DIRECTIONS FOR THIS TASK: Please tally the lines of the listing that hold the string "airport", and reply with that total only.

** ENTRIES SHOWN follows **

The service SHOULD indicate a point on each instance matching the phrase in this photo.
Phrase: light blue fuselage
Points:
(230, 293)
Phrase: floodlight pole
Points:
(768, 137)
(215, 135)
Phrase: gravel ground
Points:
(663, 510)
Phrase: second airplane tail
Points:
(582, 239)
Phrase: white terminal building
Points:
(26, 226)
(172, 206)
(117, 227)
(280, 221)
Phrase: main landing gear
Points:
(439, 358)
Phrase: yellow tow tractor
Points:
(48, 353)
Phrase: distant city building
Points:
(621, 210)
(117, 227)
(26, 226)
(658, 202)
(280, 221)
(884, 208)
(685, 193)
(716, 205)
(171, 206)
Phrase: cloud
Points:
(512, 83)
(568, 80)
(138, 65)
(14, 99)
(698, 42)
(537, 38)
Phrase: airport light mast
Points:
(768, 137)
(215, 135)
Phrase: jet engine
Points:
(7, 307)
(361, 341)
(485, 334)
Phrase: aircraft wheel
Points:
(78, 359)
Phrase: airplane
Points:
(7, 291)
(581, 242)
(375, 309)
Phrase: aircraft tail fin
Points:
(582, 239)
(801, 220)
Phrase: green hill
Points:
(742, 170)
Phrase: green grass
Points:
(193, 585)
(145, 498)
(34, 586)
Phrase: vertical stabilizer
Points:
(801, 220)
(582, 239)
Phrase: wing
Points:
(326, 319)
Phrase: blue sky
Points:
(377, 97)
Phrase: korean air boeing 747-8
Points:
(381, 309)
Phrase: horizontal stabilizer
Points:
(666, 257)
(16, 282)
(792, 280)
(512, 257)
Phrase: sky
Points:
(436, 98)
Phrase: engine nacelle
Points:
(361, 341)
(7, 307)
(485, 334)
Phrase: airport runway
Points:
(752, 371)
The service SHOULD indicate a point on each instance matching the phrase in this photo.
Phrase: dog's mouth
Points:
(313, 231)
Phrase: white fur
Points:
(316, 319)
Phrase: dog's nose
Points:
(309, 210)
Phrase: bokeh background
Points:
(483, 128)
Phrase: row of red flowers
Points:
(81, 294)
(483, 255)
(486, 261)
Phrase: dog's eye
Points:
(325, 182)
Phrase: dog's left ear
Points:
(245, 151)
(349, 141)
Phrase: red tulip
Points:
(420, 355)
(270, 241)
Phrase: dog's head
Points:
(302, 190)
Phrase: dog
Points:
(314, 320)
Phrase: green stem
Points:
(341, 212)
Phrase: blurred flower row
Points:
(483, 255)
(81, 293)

** End of ENTRIES SHOWN **

EXERCISE ANSWER: 2